有競爭的思想,有底蘊的政治

文|鄭熙青
我的博士導師給本科生講電影型別時,特別喜歡打一個比方。他說:什麼是電影型別呢?電影型別就是賣肥皂。如果你喜歡一種肥皂,那麼你用完了這一塊,還會買另一塊一模一樣的肥皂。但是看完一部你喜歡的電影,你不可能一直反反覆覆地看同一部電影,那麼,型別電影,就是將一部形式、內容等多少相仿的電影,推薦給喜歡某部電影的人。它保證了相似的敘事模式和情感模式,卻也提供了不同的故事,從而使得觀眾可以從中獲得滿足。
所以說,當我們看到一部電影的時候,會從電影的外部開始,先透過電影的標題、海報、預告片,再進入電影正片,從電影開場,慢慢地沿路尋找和撿起從前看電影時熟悉的碎片,透過這些碎片,我們便可以漸漸拼湊起電影大致的輪廓和走向,
《還有明天》不是這樣一部電影。當它用義大利新現實主義的黑白色調和底層視角展開城市風情畫一樣的開頭,當鏡頭轉向二戰剛剛結束時一戶普通義大利城市底層居民,以極其情節劇的方式展開他們的一天時,觀眾也許會期待一個致敬新現實主義的故事。然而,除了同樣笑中含淚、羼雜著許多冷幽默的敘事方式之外,這部電影對前人的致敬卻並不是簡單的重複,而是在重複的同時往旁邊跨了一步。

- 待辦事項
請接著這篇談電影《還有明天》的文章最後一句往下寫。

- 提供資料
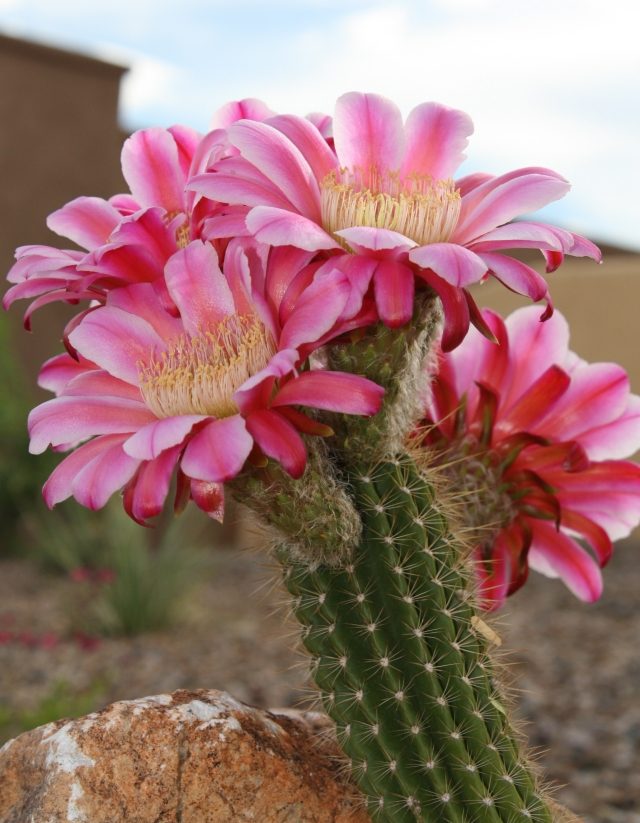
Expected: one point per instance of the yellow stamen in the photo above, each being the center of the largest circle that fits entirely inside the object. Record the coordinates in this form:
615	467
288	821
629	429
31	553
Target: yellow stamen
183	232
421	208
199	375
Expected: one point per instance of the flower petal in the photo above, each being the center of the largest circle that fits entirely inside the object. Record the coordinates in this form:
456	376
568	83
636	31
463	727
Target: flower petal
70	419
117	341
436	139
88	221
309	141
280	161
151	440
516	275
368	132
151	167
278	439
500	199
454	264
147	492
394	288
218	452
556	555
209	497
250	108
332	391
101	477
278	227
198	287
363	239
59	484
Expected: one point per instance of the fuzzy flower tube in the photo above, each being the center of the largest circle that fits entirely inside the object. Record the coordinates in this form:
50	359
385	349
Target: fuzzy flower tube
279	310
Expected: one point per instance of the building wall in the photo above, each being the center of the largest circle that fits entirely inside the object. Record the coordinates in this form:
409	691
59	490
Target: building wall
601	303
59	138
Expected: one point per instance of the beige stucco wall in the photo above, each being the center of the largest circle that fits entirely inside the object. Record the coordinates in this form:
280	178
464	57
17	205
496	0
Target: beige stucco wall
601	303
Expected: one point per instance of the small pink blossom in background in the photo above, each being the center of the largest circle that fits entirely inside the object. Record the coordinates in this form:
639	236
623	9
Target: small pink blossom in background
200	393
378	203
535	435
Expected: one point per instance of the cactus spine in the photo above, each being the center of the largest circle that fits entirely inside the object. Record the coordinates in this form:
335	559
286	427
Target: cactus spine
388	622
402	670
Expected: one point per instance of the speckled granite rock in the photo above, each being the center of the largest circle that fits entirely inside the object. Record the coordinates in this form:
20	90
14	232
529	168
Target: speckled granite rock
186	757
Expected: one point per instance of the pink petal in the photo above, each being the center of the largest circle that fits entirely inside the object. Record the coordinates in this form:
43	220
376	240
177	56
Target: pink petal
149	228
209	497
478	359
309	141
108	472
454	307
279	160
534	346
59	485
198	287
154	438
332	391
88	221
218	452
278	227
151	167
317	310
248	188
278	439
99	383
368	132
619	438
522	234
58	371
227	224
323	122
146	495
284	265
471	181
359	271
394	287
70	419
598	394
436	139
501	199
554	554
248	109
187	141
256	391
454	264
117	341
142	300
368	238
516	275
534	404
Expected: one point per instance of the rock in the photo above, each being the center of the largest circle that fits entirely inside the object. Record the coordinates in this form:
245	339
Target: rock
186	757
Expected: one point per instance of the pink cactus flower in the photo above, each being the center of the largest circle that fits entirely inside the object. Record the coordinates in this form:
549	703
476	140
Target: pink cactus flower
200	393
378	202
128	238
533	436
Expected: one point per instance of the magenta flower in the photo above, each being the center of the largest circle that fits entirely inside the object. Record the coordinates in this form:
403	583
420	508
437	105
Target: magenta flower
378	201
128	238
532	436
200	393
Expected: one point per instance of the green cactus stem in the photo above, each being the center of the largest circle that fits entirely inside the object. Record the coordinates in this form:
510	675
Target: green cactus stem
402	668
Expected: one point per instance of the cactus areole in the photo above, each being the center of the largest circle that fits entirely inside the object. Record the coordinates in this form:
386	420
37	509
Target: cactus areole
280	310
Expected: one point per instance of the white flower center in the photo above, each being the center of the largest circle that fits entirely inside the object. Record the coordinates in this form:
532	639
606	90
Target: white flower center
199	375
421	208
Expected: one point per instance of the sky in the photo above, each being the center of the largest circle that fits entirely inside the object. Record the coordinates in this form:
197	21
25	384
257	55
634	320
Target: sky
551	83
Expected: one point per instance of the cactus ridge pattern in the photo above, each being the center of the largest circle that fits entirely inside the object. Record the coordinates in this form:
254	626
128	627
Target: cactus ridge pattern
402	669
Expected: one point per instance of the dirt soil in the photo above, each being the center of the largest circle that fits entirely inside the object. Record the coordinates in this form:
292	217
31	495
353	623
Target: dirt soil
577	667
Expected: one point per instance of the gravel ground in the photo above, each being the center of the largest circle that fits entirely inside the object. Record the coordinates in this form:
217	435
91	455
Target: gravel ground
576	667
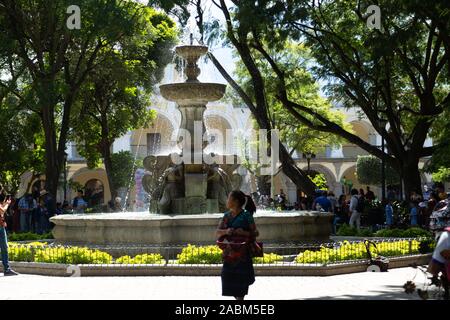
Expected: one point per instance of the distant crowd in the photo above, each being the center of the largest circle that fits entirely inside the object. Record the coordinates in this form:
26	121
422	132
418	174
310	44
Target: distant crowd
32	212
348	209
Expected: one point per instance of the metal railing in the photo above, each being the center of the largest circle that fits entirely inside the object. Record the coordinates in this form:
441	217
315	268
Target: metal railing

- 範例解答
這是一部透過戲仿和觀眾的預期玩遊戲的電影。也可以說,讀者越熟悉電影史,看過的電影越多,越能在這部電影中看到很多熟悉的影子,在電影打破預期時的反應也越明顯。“戲仿”是一種古老的創作方式。parody的詞源古希臘語中parodia的詞根“para”有接近和對立兩種意義。也就是說,這是一種透過模仿中的區別,透過整體相似中的不相像來表達意義。透過戲仿,一些作品可以實現自反,即在文字內部實現對自我本身的媒介、形式和表達的自我認知和呈現,在這個意義上,這樣的作品就獲得了一種元敘事性。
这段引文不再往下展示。